DATA LINES.
········

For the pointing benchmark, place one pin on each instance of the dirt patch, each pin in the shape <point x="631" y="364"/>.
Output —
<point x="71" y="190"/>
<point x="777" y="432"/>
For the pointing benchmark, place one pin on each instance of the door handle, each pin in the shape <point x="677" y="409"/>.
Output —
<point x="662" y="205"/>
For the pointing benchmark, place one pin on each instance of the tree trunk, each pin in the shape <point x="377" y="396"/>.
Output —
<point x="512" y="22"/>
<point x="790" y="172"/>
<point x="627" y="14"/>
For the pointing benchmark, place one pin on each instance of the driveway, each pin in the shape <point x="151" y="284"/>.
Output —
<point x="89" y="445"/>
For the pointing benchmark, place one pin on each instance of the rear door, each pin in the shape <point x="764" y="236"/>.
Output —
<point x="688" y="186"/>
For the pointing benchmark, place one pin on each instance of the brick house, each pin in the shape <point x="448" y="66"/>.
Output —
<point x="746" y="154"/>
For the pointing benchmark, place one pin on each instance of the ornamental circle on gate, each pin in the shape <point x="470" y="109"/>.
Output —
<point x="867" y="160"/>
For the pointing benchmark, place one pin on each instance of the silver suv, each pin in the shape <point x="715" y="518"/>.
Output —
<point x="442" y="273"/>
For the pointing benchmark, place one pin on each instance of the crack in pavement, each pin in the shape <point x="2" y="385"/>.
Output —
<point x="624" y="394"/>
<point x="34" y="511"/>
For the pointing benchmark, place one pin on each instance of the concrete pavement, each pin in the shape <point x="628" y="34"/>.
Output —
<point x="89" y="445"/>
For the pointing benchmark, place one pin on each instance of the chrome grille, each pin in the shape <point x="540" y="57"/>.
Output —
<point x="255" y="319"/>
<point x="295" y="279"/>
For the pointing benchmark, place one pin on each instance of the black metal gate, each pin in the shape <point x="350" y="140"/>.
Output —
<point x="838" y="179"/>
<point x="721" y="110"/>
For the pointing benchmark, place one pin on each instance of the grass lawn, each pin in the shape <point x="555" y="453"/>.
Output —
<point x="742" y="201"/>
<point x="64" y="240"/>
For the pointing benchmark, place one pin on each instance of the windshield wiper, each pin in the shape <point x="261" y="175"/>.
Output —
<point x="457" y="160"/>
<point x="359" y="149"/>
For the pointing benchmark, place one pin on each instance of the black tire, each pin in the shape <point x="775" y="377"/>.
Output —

········

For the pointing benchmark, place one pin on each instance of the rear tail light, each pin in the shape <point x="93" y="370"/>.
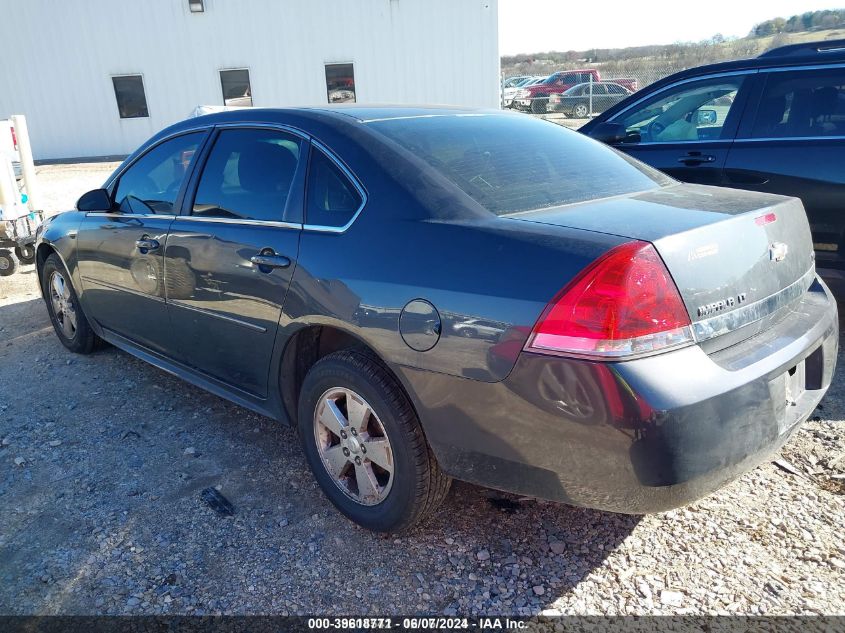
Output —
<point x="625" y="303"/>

········

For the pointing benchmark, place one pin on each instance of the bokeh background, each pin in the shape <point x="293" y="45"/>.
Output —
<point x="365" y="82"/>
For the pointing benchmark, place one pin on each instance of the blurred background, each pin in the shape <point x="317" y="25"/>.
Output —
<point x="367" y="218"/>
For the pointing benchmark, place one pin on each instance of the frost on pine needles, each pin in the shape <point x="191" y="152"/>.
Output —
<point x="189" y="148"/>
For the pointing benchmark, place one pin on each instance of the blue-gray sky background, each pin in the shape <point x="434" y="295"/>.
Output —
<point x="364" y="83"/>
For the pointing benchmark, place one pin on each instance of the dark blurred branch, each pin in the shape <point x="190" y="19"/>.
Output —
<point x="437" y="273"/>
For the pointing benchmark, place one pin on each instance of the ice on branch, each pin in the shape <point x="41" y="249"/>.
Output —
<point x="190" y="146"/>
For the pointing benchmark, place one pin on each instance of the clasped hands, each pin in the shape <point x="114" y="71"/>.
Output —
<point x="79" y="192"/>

········

YOUR TASK. Pick out each row above that contains the word "door", and copy those rows in full.

RESPONSE TO THE TASK.
For the pointing benchmark, place one pin on each instance of the door handle, each pin in the shape <point x="677" y="409"/>.
For the pointing benchmark, place one pin on each instance of the rear door, each pin in the shape <point x="764" y="236"/>.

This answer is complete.